- _Exercise_:
Write the records out again, precisely as they stand.

---------- Dataset rows ----------

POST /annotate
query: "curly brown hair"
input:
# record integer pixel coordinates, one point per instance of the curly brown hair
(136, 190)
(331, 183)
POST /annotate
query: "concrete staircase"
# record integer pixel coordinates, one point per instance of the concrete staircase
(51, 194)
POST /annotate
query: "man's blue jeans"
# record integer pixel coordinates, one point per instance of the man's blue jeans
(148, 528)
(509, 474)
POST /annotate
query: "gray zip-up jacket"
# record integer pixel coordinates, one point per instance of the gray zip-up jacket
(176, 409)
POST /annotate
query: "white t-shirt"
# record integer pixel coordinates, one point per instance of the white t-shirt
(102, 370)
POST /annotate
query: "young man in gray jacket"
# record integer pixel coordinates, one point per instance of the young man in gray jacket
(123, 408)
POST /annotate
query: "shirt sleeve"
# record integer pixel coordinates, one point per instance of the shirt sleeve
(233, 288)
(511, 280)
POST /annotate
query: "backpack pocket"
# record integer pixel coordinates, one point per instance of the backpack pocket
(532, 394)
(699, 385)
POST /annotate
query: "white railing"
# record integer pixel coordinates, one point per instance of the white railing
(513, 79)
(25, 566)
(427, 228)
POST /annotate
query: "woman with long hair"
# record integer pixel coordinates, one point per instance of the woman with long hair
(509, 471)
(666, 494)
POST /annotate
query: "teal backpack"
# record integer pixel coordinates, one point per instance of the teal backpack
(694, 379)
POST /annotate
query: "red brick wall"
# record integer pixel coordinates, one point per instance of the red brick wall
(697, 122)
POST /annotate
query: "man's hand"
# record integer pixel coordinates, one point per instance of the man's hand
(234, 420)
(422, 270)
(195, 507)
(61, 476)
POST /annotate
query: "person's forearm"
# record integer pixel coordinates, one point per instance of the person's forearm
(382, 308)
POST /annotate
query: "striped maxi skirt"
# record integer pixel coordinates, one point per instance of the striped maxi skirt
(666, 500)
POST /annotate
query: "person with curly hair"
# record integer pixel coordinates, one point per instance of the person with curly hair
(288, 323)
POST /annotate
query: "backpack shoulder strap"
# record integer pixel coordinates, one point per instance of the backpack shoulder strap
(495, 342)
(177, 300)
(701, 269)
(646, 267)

----------

- _Solution to the problem_:
POST /annotate
query: "curly brown hair"
input:
# record integer pixel coordinates, one point per instance of the curly brown hair
(136, 190)
(331, 183)
POST /annotate
query: "concrete staircase"
# record integer pixel coordinates, one point per instance of the concrete staircase
(51, 194)
POST /annotate
query: "man's blue jeans"
# record integer pixel coordinates, one point per instance of the man's blue jeans
(148, 528)
(509, 474)
POST /annotate
query: "gray zip-up jacket"
# record integer pixel coordinates, one point per instance of the gray zip-up jacket
(176, 409)
POST /annotate
query: "white t-shirt"
# record integer pixel coordinates, one point per instance of the white t-shirt
(102, 370)
POST /annotate
query: "young man in gray jacket"
# record integer pixel coordinates, one point per instance of the young man in gray jacket
(123, 408)
POST /annotate
query: "shirt sleeve"
# record integer pixel coordinates, one point per instance of the shirt sleeve
(233, 288)
(511, 280)
POST /annotate
query: "backpack pocket"
# record integer pixel coordinates, one point per instance of the backpack pocket
(532, 394)
(699, 385)
POST /annotate
query: "white railing"
# record integer pixel coordinates, one point per instance of the white railing
(513, 79)
(25, 566)
(427, 228)
POST /annotate
query: "woman with long hair"
# record integer pixel coordinates, one point per instance of the woman with long hair
(509, 471)
(666, 494)
POST /annotate
query: "teal backpack"
# record integer pixel coordinates, one point per instance of the teal backpack
(694, 379)
POST /annotate
query: "red brick wall"
# record integer pixel coordinates, one point per instance of the red brick wall
(697, 122)
POST /annotate
query: "man's hand"
# record integer pixel coordinates, one point per instance of the man's hand
(234, 420)
(422, 270)
(195, 507)
(61, 476)
POST /annotate
query: "person's forearm"
# record integer pixel coordinates, one point per instance of the person's forearm
(382, 308)
POST /annotate
query: "striped maxi skirt"
# record integer pixel coordinates, one point per instance of the striped maxi skirt
(666, 500)
POST /annotate
query: "person with curly hair"
# record integer pixel coordinates, one point per instance of the person with curly hair
(288, 323)
POST /annotate
query: "backpack shoulder strap"
# record integer pixel coordinates, one point per instance of the backpack shoulder strap
(495, 342)
(177, 300)
(701, 269)
(646, 267)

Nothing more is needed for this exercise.